Extract each line from the items that contains the word "officer".

Collected data entries:
########
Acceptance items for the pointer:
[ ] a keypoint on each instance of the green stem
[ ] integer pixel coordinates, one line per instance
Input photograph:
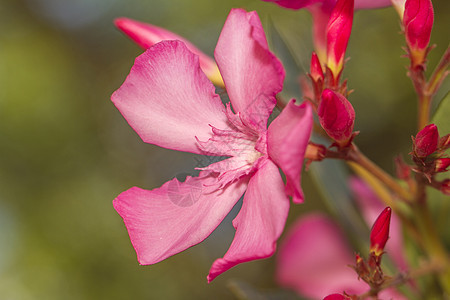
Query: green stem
(356, 156)
(439, 74)
(423, 111)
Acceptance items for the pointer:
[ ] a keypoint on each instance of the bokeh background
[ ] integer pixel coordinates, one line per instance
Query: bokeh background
(66, 152)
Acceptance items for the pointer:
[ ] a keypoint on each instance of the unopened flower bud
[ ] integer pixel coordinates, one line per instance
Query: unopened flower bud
(146, 35)
(316, 71)
(380, 232)
(402, 169)
(418, 21)
(426, 141)
(444, 142)
(445, 187)
(336, 115)
(339, 28)
(442, 164)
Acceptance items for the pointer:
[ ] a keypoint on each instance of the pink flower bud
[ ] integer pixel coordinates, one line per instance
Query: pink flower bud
(445, 187)
(380, 232)
(316, 71)
(338, 30)
(403, 171)
(336, 297)
(418, 21)
(146, 35)
(336, 115)
(442, 164)
(444, 142)
(426, 141)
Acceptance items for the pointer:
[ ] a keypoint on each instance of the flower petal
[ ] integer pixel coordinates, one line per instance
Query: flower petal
(146, 35)
(359, 4)
(260, 221)
(252, 74)
(314, 258)
(294, 4)
(287, 138)
(167, 220)
(168, 100)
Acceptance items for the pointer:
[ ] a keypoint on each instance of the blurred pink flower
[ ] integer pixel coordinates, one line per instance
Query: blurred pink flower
(169, 102)
(146, 35)
(314, 260)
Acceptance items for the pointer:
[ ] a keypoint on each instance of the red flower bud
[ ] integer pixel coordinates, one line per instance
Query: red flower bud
(339, 28)
(336, 115)
(418, 21)
(426, 141)
(402, 169)
(336, 297)
(380, 232)
(445, 187)
(442, 164)
(316, 71)
(444, 142)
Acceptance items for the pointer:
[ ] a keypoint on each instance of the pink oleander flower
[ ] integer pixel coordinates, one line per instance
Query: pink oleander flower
(418, 20)
(314, 260)
(169, 102)
(321, 12)
(337, 116)
(146, 35)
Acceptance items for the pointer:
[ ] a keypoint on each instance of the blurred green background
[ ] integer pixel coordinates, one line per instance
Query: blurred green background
(66, 152)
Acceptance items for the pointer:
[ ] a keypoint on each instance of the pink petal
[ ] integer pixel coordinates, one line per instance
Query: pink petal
(287, 138)
(252, 74)
(359, 4)
(313, 259)
(370, 4)
(167, 220)
(146, 35)
(260, 221)
(371, 206)
(294, 4)
(168, 100)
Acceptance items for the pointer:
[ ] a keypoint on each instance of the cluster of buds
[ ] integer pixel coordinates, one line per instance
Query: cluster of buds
(328, 96)
(370, 271)
(418, 19)
(429, 155)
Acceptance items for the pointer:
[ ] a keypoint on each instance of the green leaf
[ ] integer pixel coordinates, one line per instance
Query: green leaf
(441, 117)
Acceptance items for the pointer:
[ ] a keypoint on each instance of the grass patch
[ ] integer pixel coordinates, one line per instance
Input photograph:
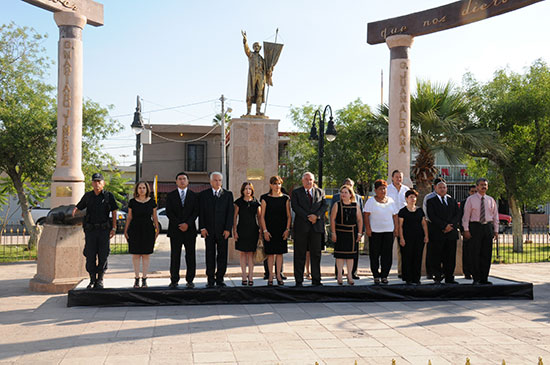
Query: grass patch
(531, 253)
(14, 253)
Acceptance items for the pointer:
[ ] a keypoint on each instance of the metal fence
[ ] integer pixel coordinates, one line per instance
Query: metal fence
(14, 244)
(534, 246)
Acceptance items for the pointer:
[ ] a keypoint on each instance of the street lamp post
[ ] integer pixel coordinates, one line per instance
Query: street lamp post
(331, 135)
(137, 127)
(223, 136)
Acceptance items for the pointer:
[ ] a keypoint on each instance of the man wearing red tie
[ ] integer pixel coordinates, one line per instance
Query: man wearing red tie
(480, 223)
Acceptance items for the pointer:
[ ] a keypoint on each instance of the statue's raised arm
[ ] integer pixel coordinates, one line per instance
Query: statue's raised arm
(245, 43)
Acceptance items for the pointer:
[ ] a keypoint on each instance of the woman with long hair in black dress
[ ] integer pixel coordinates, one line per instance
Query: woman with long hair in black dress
(346, 225)
(246, 230)
(141, 230)
(275, 220)
(413, 232)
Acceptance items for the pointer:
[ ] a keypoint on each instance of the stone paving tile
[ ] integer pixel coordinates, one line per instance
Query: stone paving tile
(127, 359)
(255, 355)
(346, 361)
(88, 360)
(334, 353)
(211, 347)
(374, 351)
(385, 360)
(326, 344)
(295, 354)
(215, 357)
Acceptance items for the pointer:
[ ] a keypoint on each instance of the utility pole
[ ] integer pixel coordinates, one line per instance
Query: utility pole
(222, 122)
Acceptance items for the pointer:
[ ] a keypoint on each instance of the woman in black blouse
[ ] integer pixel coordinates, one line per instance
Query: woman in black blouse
(246, 230)
(413, 231)
(141, 230)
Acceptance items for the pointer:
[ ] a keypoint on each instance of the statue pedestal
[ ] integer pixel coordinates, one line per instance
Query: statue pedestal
(61, 264)
(253, 156)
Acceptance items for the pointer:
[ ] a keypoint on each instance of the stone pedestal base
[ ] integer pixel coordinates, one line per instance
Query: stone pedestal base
(253, 156)
(66, 193)
(61, 264)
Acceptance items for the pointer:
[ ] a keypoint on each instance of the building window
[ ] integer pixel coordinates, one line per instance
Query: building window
(196, 157)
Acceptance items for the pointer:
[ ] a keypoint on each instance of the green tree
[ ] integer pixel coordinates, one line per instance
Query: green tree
(26, 115)
(301, 153)
(359, 149)
(516, 107)
(357, 152)
(28, 121)
(440, 122)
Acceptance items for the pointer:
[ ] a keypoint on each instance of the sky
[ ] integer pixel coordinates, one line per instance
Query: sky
(180, 56)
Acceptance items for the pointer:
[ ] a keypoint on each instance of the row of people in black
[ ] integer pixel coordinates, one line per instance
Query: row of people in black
(248, 220)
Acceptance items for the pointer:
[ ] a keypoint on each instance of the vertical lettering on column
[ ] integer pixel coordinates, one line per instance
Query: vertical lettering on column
(403, 107)
(65, 105)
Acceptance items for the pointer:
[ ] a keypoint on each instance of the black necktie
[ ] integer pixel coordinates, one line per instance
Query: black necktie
(482, 210)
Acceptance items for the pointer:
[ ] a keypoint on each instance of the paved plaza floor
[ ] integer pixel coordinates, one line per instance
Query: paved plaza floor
(41, 329)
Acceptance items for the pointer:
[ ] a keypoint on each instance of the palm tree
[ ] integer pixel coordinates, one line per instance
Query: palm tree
(440, 122)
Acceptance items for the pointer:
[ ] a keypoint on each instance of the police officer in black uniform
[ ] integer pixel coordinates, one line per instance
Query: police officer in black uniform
(98, 229)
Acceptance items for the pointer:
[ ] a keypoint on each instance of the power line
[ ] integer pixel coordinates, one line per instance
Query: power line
(163, 109)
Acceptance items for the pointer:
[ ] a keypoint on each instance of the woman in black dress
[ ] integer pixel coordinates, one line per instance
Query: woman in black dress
(246, 230)
(275, 219)
(141, 230)
(413, 232)
(346, 225)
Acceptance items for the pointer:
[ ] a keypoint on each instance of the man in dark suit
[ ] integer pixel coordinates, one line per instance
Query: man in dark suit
(215, 224)
(182, 209)
(309, 204)
(444, 216)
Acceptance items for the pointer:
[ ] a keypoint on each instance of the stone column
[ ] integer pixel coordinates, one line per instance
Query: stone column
(61, 265)
(253, 156)
(68, 180)
(399, 131)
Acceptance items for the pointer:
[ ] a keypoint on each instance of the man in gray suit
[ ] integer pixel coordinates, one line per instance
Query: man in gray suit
(309, 204)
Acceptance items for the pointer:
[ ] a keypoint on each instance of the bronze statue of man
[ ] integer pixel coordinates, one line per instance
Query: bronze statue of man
(258, 75)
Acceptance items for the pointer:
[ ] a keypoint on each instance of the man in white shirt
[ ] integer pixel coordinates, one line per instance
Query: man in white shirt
(396, 190)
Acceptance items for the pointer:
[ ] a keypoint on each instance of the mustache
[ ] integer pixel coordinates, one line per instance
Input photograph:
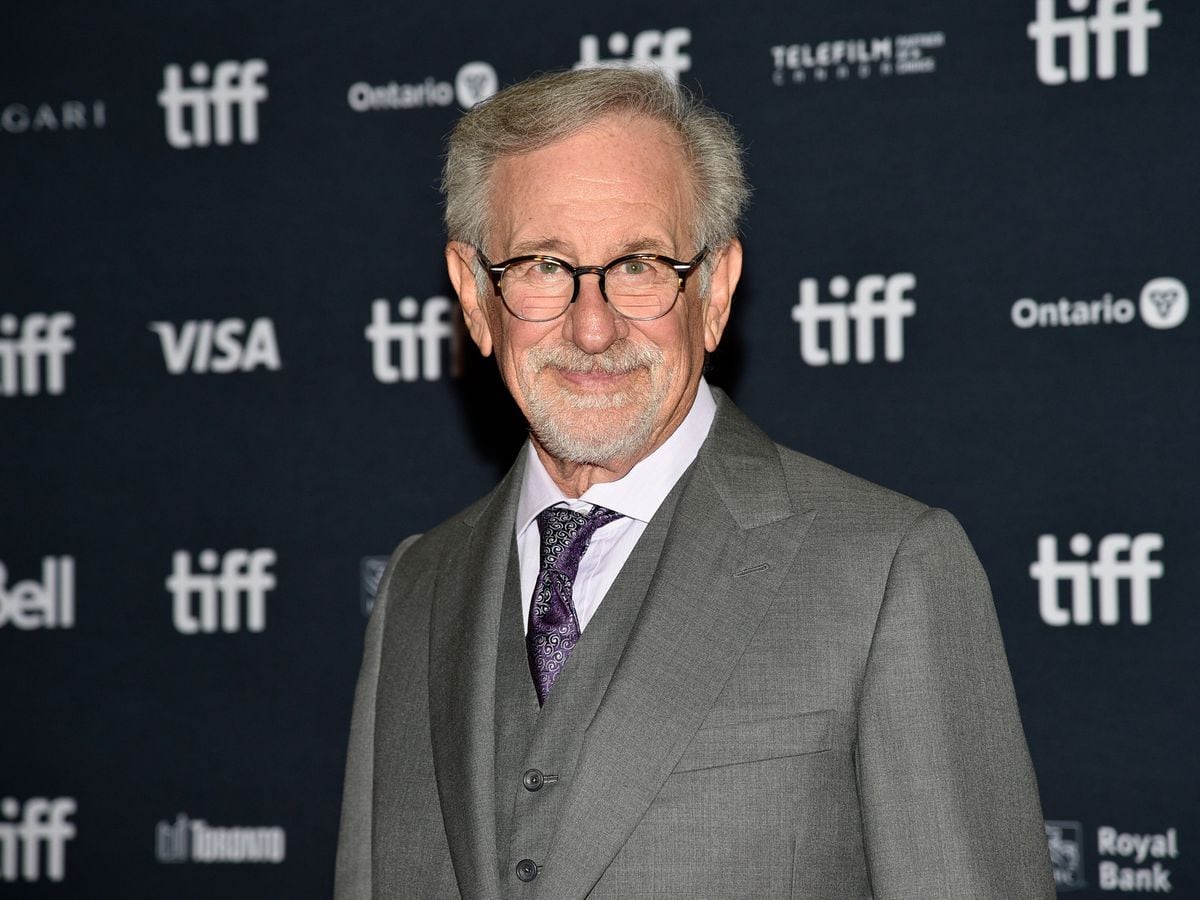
########
• **Response**:
[ ] a keypoint on each instance of the police officer in black uniform
Query: police officer in black uniform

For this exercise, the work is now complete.